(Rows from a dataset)
— BEGIN —
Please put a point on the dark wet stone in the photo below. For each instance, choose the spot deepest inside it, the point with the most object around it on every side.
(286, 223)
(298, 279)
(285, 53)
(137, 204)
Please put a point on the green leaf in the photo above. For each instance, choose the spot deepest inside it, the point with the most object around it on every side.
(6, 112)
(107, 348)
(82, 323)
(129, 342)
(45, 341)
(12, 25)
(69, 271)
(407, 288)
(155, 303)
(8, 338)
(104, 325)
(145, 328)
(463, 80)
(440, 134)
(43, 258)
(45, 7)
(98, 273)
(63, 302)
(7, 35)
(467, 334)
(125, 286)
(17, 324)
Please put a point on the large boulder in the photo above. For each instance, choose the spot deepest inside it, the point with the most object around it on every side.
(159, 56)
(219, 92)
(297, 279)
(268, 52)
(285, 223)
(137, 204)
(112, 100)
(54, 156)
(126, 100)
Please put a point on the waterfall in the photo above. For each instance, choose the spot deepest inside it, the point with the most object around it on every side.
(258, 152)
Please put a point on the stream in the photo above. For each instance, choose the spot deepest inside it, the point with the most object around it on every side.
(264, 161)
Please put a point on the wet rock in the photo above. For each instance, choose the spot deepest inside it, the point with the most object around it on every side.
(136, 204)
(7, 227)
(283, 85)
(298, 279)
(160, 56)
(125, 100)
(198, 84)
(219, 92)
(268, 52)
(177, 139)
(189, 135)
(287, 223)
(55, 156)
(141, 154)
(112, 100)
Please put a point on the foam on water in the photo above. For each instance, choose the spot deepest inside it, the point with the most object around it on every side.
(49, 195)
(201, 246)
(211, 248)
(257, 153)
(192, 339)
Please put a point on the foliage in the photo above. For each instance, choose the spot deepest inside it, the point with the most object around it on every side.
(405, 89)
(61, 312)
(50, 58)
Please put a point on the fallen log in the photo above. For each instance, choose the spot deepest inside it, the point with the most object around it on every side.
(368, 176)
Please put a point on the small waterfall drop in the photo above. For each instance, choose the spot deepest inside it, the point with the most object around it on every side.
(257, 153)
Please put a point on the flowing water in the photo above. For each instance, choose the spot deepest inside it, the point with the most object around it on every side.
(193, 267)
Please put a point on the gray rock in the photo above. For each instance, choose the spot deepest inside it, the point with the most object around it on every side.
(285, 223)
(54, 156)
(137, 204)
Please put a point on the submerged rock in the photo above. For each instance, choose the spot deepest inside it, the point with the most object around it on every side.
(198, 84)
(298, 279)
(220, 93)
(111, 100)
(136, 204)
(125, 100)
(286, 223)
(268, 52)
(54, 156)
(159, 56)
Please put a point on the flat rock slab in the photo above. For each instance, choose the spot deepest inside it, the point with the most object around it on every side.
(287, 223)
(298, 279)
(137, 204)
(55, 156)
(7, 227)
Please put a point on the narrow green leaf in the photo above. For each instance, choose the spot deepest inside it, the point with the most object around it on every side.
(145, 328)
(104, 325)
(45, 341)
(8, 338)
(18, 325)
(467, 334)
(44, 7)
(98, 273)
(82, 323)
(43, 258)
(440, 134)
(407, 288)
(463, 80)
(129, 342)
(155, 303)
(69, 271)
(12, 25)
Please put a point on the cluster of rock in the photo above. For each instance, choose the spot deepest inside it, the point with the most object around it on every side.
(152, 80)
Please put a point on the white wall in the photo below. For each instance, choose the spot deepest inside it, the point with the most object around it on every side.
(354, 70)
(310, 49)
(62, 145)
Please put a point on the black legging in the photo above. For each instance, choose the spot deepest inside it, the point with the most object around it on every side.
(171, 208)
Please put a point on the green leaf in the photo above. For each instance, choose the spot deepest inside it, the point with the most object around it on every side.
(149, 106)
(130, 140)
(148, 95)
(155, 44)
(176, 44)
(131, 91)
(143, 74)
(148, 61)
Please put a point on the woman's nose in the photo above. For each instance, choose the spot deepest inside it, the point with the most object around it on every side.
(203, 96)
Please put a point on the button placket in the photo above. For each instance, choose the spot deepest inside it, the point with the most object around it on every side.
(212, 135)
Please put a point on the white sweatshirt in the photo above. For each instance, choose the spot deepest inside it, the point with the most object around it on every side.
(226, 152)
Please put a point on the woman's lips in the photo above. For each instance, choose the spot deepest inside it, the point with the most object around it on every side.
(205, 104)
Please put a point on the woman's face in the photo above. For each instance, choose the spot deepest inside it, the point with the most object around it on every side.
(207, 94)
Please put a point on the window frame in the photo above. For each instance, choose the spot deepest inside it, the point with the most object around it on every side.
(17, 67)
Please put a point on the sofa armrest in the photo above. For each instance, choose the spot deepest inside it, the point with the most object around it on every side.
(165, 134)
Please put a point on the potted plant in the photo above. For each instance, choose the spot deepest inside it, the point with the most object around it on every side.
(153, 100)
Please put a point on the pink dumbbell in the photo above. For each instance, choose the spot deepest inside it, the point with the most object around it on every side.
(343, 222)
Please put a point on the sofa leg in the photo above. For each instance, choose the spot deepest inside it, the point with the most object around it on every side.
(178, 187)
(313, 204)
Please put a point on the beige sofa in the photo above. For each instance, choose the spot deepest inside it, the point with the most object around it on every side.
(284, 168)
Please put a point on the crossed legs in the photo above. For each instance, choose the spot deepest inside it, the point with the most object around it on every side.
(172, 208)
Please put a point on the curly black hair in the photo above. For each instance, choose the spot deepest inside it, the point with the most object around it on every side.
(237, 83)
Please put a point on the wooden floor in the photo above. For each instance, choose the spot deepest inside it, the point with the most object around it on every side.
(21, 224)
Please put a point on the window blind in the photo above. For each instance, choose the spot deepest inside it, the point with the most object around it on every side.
— END —
● Stated task: Retype all of the material, keeping each line exact.

● Exercise solution:
Please put a point on the dark wet stone in the photo below. For each instance, choose the spot deepest inside it, the point with the most object around it on every side.
(286, 223)
(298, 279)
(285, 53)
(137, 204)
Please put a point on the green leaf in the photo above. For each instance, choose the spot deepest inside it, the point with the most object around it on every side.
(6, 112)
(107, 348)
(82, 323)
(129, 342)
(45, 341)
(12, 25)
(69, 271)
(407, 288)
(155, 303)
(8, 338)
(104, 325)
(145, 328)
(463, 80)
(440, 134)
(43, 258)
(45, 7)
(98, 273)
(63, 302)
(7, 35)
(467, 334)
(125, 286)
(17, 324)
Please put a point on the large boulder in the photo above. For each instance, choose the spot deepest inside it, the point with the most object around it on every side.
(159, 56)
(219, 92)
(297, 279)
(268, 52)
(285, 223)
(137, 204)
(112, 100)
(54, 156)
(126, 100)
Please put a point on the waterfall in the photo above. For each instance, choose the spot deepest inside it, the point with the most object around it on every side.
(258, 152)
Please put a point on the stream in the photo above. For each instance, choose the spot deepest inside it, the point with the most object around it on every side.
(264, 161)
Please put a point on the wet rock in the photo above. For each instance, choose the spot deepest inside it, the point with the most object around it on every side.
(136, 204)
(7, 227)
(283, 85)
(298, 279)
(160, 56)
(125, 100)
(198, 84)
(219, 92)
(268, 52)
(177, 139)
(189, 135)
(287, 223)
(55, 156)
(141, 154)
(112, 100)
Please put a point on the foam on water in the photo above. For each instance, choose the spot deepest inside it, the point with the most object around it on every side.
(49, 195)
(201, 246)
(211, 248)
(257, 153)
(192, 339)
Please put a point on the foliage in the photo above. For each instance, choose the spot deepest inside it, the point with the most object around it on every side.
(405, 89)
(61, 312)
(50, 58)
Please put a point on the fallen log in the photo above. For each instance, choose the spot deepest inside it, the point with the most object around it on every side.
(368, 176)
Please put a point on the small waterfall drop in the photo above. For each instance, choose the spot deepest inside it, the point with the most object around it on every side.
(257, 153)
Please put a point on the flowing water in the photo above. For each instance, choose the spot deepest inside it, the point with the most object around it on every side.
(193, 267)
Please put a point on the gray rock in the photo above. For each instance, choose the spot deepest inside it, the point with the most object around it on every side.
(285, 223)
(54, 156)
(137, 204)
Please put a point on the submerged rock in the photo above. For each instance, choose the spot deepest inside it, the point with the most object around it on every side.
(198, 84)
(298, 279)
(220, 93)
(111, 100)
(136, 204)
(125, 100)
(286, 223)
(268, 52)
(54, 156)
(159, 56)
Please put a point on the flat rock slab in the photo above. For each instance, choose the spot deepest inside it, the point with the most object around it on every side.
(287, 223)
(298, 279)
(137, 204)
(55, 156)
(7, 227)
Please put a point on the narrow green leaf in the photo above. For each instance, choose the spot deepest inside it, the point with the most object around it on every side.
(145, 328)
(104, 325)
(45, 341)
(8, 338)
(18, 325)
(467, 334)
(44, 7)
(98, 273)
(82, 323)
(43, 258)
(440, 134)
(407, 288)
(463, 80)
(129, 342)
(155, 303)
(69, 271)
(12, 25)
Please put a point on the cluster of rock in the photo above. For each instance, choose the spot deepest inside it, the point with the most object around it on every side.
(152, 80)
Please put a point on the white wall in the photo below. For each instance, choose the spot deepest inside it, the point with the most object around it on every side.
(354, 70)
(310, 49)
(62, 145)
Please put a point on the black legging in the photo above. For each instance, choose the spot deepest inside it, the point with the most object around it on every side.
(171, 208)
Please put a point on the green leaf in the photo above. For each instance, choose the spot deepest inside it, the point with the most object around it on every side.
(149, 106)
(130, 140)
(148, 95)
(155, 44)
(176, 44)
(131, 91)
(143, 74)
(148, 61)
Please put a point on the woman's nose in the photo above. For each instance, choose the spot deepest inside it, the point with the most object around it on every side.
(203, 96)
Please put a point on the button placket in the photo above. For each instance, choose the spot deepest inside it, the point with the most object around it on every side.
(212, 135)
Please put a point on the white sweatshirt in the photo above. For each instance, choose the spot deepest inside it, the point with the most object around it on every side.
(226, 152)
Please put a point on the woman's lips in the photo above. For each instance, choose the spot deepest inside it, the point with the most object around it on every side.
(205, 104)
Please put a point on the woman's face in the photo above. For each instance, choose the spot deepest inside it, the point with the most object around it on every side.
(207, 94)
Please put a point on the window frame in the photo above. For each instance, choose the spot deepest inside it, the point with the most object around it on every side.
(17, 67)
Please put a point on the sofa armrest in the photo above. For each instance, choose the spot deepest inside it, the point with the most object around it on every side.
(165, 134)
Please put a point on the potted plant in the photo above. For each instance, choose the spot deepest inside it, the point with the most object around it on every side.
(153, 100)
Please put a point on the pink dumbbell in the photo above. For each instance, choose the spot deepest inside it, the point with the most object around it on every side.
(343, 222)
Please put a point on the sofa leg in the photo above. For each instance, choose the spot deepest inside it, the point with the most object around it on every side.
(178, 187)
(313, 204)
Please put a point on the beige sofa in the photo above. For each instance, choose the spot deepest inside it, the point with the most object around it on every side.
(284, 168)
Please put a point on the crossed legs in the photo above. For each instance, choose the spot deepest inside it, the point with the most object around it on every side.
(172, 208)
Please put a point on the curly black hair in the photo above. For each instance, choose the spot deepest inside it, the point with the most object around it on every side.
(237, 83)
Please put a point on the wooden floor in the photo above. For each instance, choose the spot deepest inside it, the point with the most object around it on every side.
(21, 224)
Please put a point on the window blind in the photo above. For each instance, choose the spot deepest inside it, the point with the most object around it on every side.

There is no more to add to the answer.